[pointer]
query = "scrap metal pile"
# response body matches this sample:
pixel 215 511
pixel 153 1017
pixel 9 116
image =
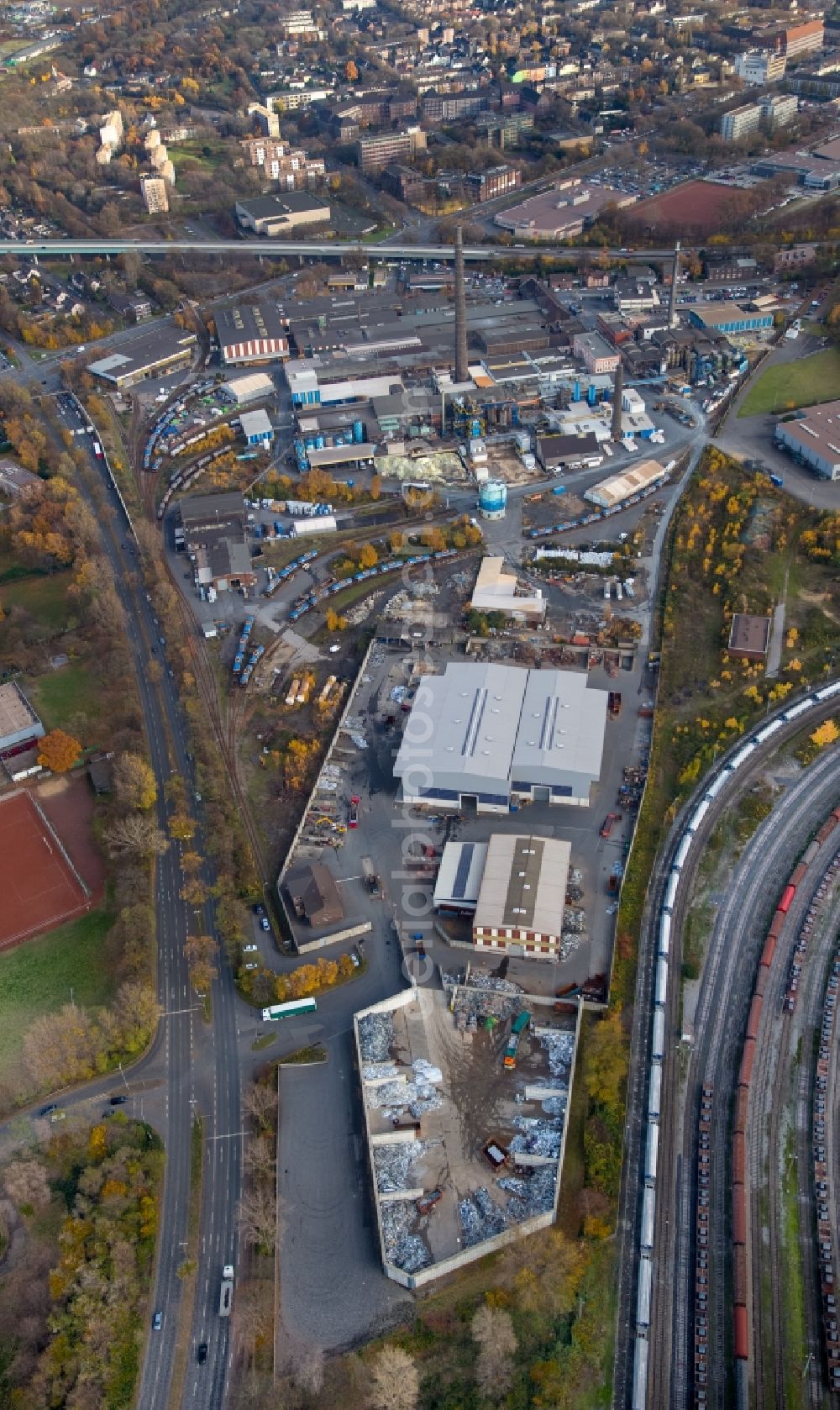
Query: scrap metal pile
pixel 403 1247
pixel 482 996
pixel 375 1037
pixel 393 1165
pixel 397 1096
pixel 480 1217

====================

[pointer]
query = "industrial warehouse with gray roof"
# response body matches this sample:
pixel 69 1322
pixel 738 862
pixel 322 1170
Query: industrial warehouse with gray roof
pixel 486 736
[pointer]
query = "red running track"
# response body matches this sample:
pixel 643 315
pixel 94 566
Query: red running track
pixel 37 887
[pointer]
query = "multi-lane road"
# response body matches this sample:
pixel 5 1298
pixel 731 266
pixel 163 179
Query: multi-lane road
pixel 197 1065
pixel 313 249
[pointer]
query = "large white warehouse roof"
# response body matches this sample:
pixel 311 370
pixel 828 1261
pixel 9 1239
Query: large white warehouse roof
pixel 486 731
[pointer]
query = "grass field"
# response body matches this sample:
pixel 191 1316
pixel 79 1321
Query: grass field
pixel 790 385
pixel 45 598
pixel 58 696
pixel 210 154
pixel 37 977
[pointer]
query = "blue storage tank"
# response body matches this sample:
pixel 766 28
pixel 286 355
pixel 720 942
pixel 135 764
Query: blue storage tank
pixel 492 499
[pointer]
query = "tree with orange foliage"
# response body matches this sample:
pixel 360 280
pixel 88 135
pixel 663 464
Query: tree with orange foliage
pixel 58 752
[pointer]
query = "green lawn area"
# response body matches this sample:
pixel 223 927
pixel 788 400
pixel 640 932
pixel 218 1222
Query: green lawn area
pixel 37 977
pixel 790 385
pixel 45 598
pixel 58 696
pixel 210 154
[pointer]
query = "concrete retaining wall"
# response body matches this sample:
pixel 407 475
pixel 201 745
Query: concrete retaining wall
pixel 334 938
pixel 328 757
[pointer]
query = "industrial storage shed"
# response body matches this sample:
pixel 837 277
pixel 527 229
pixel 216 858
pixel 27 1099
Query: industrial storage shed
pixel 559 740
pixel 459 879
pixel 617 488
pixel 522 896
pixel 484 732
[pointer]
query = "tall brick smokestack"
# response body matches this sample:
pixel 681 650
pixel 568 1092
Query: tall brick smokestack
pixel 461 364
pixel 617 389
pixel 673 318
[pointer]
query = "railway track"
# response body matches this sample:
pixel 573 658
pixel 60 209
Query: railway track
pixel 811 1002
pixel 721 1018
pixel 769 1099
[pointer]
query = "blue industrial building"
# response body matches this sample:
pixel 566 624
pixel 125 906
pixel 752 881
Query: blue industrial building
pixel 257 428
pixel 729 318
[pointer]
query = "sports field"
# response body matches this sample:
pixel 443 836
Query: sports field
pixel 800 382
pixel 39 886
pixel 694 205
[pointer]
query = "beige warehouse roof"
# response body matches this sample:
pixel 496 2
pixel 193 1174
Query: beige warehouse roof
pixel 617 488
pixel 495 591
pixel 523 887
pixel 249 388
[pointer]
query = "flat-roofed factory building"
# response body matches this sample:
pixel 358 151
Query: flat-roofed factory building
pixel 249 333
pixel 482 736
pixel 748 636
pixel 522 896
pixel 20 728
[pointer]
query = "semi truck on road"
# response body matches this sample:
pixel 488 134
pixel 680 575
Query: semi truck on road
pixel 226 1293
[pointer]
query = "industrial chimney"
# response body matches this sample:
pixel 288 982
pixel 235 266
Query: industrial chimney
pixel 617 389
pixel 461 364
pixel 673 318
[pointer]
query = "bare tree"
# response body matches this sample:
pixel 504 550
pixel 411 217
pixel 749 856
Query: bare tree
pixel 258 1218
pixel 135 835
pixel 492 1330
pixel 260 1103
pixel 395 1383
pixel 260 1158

====================

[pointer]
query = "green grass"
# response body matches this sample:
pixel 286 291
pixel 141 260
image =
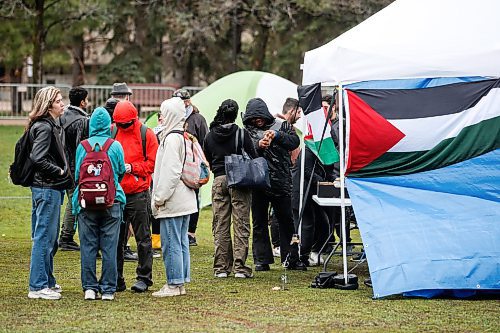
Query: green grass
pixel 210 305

====================

Task prompt: Look back at the entries above. Retype the line with "Query: tree with orange foliage", the line with "pixel 358 151", and all lines in between.

Answer to the problem:
Query: tree with orange foliage
pixel 58 752
[pointer]
query = "green lawn area"
# response body matches this sample:
pixel 223 927
pixel 788 400
pixel 640 932
pixel 218 1222
Query: green lawn area
pixel 37 977
pixel 790 385
pixel 45 598
pixel 58 696
pixel 210 154
[pointer]
query = "concrete retaining wall"
# response body matches this sample:
pixel 407 475
pixel 201 745
Query: concrete retaining wall
pixel 334 938
pixel 328 757
[pointer]
query = "industrial storage shed"
# response body matches this sample:
pixel 837 277
pixel 527 229
pixel 216 858
pixel 27 1099
Query: industrial storage shed
pixel 559 740
pixel 459 879
pixel 617 488
pixel 522 896
pixel 484 732
[pointer]
query = "tall brick smokestack"
# response body matches this sample:
pixel 681 650
pixel 568 1092
Query: tall brick smokestack
pixel 461 364
pixel 617 389
pixel 673 318
[pointer]
query = "railway track"
# response body matches this sample:
pixel 573 658
pixel 60 209
Query: railway track
pixel 811 1002
pixel 721 1018
pixel 769 1099
[pointer]
query = "blue industrial building"
# response body matches this sample:
pixel 566 624
pixel 125 906
pixel 752 881
Query: blue industrial building
pixel 257 428
pixel 729 318
[pointer]
query = "sports field"
# response body matches this sample:
pixel 443 836
Query: sports field
pixel 800 382
pixel 39 886
pixel 694 205
[pointer]
query = "beige warehouse roof"
# response body matches this sample:
pixel 496 2
pixel 193 1174
Query: beige warehouse roof
pixel 617 488
pixel 495 591
pixel 523 887
pixel 249 388
[pointer]
query = "flat-roofed factory building"
# response body matches this sample:
pixel 358 151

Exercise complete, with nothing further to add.